─── ENTRIES SUPPLIED ───
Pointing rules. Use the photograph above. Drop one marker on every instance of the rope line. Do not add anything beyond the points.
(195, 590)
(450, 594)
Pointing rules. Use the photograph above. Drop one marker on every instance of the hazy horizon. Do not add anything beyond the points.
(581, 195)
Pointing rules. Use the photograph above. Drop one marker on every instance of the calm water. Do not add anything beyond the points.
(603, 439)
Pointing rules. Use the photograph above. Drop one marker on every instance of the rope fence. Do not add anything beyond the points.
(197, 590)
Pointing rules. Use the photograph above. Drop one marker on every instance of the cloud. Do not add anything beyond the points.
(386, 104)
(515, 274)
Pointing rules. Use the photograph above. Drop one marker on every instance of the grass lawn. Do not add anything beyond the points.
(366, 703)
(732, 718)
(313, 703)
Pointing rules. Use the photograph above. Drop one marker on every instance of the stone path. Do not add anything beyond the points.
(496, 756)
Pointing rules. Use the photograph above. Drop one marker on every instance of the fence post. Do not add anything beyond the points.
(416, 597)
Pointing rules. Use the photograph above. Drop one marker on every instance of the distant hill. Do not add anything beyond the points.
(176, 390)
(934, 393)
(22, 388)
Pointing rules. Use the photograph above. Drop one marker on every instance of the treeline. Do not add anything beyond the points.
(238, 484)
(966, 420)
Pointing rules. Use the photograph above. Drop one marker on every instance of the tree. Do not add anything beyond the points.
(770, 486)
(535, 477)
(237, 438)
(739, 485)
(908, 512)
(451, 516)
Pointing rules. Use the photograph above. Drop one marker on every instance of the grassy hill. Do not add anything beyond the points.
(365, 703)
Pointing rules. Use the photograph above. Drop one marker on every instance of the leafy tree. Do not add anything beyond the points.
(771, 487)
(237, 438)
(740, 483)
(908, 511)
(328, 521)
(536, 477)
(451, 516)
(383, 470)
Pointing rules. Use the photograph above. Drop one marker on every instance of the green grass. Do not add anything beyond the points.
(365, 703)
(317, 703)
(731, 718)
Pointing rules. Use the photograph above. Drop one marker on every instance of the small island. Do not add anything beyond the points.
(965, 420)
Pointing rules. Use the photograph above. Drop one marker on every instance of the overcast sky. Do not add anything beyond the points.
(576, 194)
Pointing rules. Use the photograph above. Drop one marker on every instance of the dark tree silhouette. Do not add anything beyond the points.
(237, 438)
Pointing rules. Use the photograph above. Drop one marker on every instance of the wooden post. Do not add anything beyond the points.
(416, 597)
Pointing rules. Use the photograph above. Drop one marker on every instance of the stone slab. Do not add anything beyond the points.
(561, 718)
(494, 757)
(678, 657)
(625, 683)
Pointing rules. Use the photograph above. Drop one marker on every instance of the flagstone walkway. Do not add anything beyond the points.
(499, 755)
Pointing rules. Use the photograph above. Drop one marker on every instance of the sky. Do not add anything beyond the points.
───
Each line from the one with "slab. Do not add anything beyond the points." through the end of the entries above must be set down exactly, both end lines included, and no other line may appear.

WRITTEN ANSWER
Pointing rules. Use the photograph above. Drop one marker on every instance of the stone slab. Do not add anything beyond the points.
(561, 718)
(494, 757)
(678, 657)
(625, 683)
Pointing rules. Use the photograph above. Drop one marker on every instance of the flagstone walkway. Do not add anything beyond the points.
(499, 755)
Pointing rules. Use the photograph above. Drop one marker on every instance of the sky. Do not add anything beyond the points.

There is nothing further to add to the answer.